**Data excerpts:**
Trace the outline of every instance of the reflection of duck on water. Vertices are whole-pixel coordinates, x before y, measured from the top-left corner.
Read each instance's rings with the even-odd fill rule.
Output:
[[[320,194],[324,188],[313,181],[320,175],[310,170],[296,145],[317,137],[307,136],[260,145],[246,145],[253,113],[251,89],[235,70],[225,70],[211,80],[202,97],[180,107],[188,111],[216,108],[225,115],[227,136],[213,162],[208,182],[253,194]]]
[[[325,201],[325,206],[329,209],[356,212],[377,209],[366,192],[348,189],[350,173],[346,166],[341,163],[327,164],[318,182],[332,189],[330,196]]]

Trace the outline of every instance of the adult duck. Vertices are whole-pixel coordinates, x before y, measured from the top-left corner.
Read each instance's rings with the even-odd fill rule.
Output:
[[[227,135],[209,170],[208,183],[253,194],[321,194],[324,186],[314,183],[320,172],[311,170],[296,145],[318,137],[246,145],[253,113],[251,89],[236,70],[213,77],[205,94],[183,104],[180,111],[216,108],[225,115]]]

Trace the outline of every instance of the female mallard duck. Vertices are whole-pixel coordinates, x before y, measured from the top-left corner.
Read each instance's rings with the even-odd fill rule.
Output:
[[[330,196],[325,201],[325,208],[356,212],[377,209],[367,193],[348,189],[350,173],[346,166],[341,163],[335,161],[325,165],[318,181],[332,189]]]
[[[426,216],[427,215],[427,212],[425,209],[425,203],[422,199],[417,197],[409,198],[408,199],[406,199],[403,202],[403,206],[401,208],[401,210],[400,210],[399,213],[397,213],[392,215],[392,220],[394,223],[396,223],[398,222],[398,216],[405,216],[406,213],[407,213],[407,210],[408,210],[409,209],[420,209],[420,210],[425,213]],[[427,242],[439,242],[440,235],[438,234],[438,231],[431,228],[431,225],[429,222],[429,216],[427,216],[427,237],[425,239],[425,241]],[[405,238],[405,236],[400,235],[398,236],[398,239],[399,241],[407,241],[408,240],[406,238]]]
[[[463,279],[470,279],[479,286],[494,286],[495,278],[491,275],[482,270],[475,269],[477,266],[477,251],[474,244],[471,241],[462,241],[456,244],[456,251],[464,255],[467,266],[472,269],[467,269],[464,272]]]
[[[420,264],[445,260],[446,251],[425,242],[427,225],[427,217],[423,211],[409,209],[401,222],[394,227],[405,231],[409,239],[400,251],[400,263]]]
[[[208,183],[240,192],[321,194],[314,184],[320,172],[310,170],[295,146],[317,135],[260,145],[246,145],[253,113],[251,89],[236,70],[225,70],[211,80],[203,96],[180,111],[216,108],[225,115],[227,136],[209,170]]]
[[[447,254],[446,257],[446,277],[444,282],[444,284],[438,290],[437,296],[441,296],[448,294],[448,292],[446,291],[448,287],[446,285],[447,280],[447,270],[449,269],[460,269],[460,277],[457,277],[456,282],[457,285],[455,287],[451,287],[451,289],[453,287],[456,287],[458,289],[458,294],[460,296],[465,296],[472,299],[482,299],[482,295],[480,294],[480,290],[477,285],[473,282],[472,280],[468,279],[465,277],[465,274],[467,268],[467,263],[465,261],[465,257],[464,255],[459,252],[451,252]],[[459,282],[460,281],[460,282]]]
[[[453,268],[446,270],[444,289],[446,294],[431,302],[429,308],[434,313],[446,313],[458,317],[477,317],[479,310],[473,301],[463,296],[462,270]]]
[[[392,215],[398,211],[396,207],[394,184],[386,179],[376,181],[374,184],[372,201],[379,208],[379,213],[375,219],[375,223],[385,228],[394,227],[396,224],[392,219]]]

**Brief:** Take the records above and return them exactly as written.

**Solution below:**
Trace the outline of every instance of the reflection of duck on water. Vertices are whole-pixel coordinates, x before y, measured from the top-left corner.
Read each instance's rings with the even-odd fill rule.
Output:
[[[320,194],[324,188],[313,181],[320,175],[310,170],[296,145],[317,137],[307,136],[260,145],[246,145],[253,113],[251,89],[235,70],[225,70],[211,80],[202,97],[180,107],[188,111],[216,108],[225,115],[227,136],[213,162],[208,182],[253,194]]]
[[[325,201],[325,206],[329,209],[356,212],[377,209],[366,192],[348,189],[350,173],[346,166],[341,163],[327,164],[318,182],[332,189],[330,196]]]

Trace the outline of every instance of the adult duck. Vertices are whole-pixel coordinates, x before y, measured from the top-left corner.
Read each instance's rings with the even-odd fill rule.
Output:
[[[227,135],[209,170],[208,183],[253,194],[321,194],[324,186],[314,183],[320,172],[311,170],[296,145],[318,137],[246,145],[253,113],[251,89],[236,70],[213,77],[205,94],[183,104],[180,111],[216,108],[225,115]]]

Trace the outline of every instance of the female mallard duck. Vertices are whole-pixel coordinates, x before y, measured from the top-left corner.
Read each instance's rings with the even-odd fill rule.
Output:
[[[330,196],[325,201],[325,208],[356,212],[377,209],[367,193],[348,189],[350,173],[346,166],[341,163],[335,161],[325,165],[318,181],[332,189]]]
[[[426,216],[427,215],[427,212],[425,209],[425,203],[422,199],[417,197],[409,198],[408,199],[406,199],[403,202],[403,206],[401,208],[401,210],[400,210],[399,213],[397,213],[392,215],[392,220],[394,223],[396,223],[398,222],[398,216],[405,216],[406,213],[407,213],[407,210],[408,210],[409,209],[420,209],[420,210],[425,213]],[[427,242],[439,242],[440,235],[438,234],[438,231],[431,228],[431,225],[429,222],[429,216],[427,216],[427,237],[425,239],[425,241]],[[405,238],[405,236],[400,235],[398,236],[398,239],[399,241],[407,241],[408,240],[406,238]]]
[[[463,279],[470,279],[479,286],[494,286],[495,278],[491,275],[482,270],[475,269],[477,266],[477,251],[474,244],[471,241],[462,241],[456,244],[456,251],[464,255],[467,266],[472,269],[467,269],[464,272]]]
[[[420,264],[445,260],[446,251],[425,242],[427,225],[427,217],[423,211],[409,209],[401,222],[394,227],[405,231],[409,239],[400,251],[400,263]]]
[[[208,183],[240,192],[321,194],[314,184],[320,172],[310,170],[295,146],[317,135],[260,145],[246,145],[253,113],[251,89],[236,70],[225,70],[211,80],[203,96],[180,111],[216,108],[225,115],[227,136],[209,170]]]
[[[447,254],[446,257],[446,277],[444,282],[444,284],[438,290],[437,296],[441,296],[448,294],[448,292],[446,291],[448,287],[446,285],[447,280],[447,270],[449,269],[460,269],[460,277],[457,277],[456,282],[457,285],[455,287],[451,287],[451,289],[453,287],[456,287],[458,289],[458,294],[460,296],[465,296],[472,299],[482,299],[482,295],[480,294],[480,290],[477,285],[473,282],[472,280],[468,279],[465,277],[465,274],[467,268],[467,263],[465,261],[465,257],[464,255],[459,252],[451,252]],[[459,282],[460,281],[460,282]]]
[[[453,268],[446,270],[444,289],[446,294],[431,302],[429,308],[434,313],[446,313],[458,317],[477,317],[479,310],[473,301],[463,296],[462,270]]]
[[[392,215],[398,211],[396,207],[394,184],[386,179],[376,181],[374,184],[372,201],[379,208],[379,213],[375,219],[375,223],[385,228],[394,227],[396,224],[392,219]]]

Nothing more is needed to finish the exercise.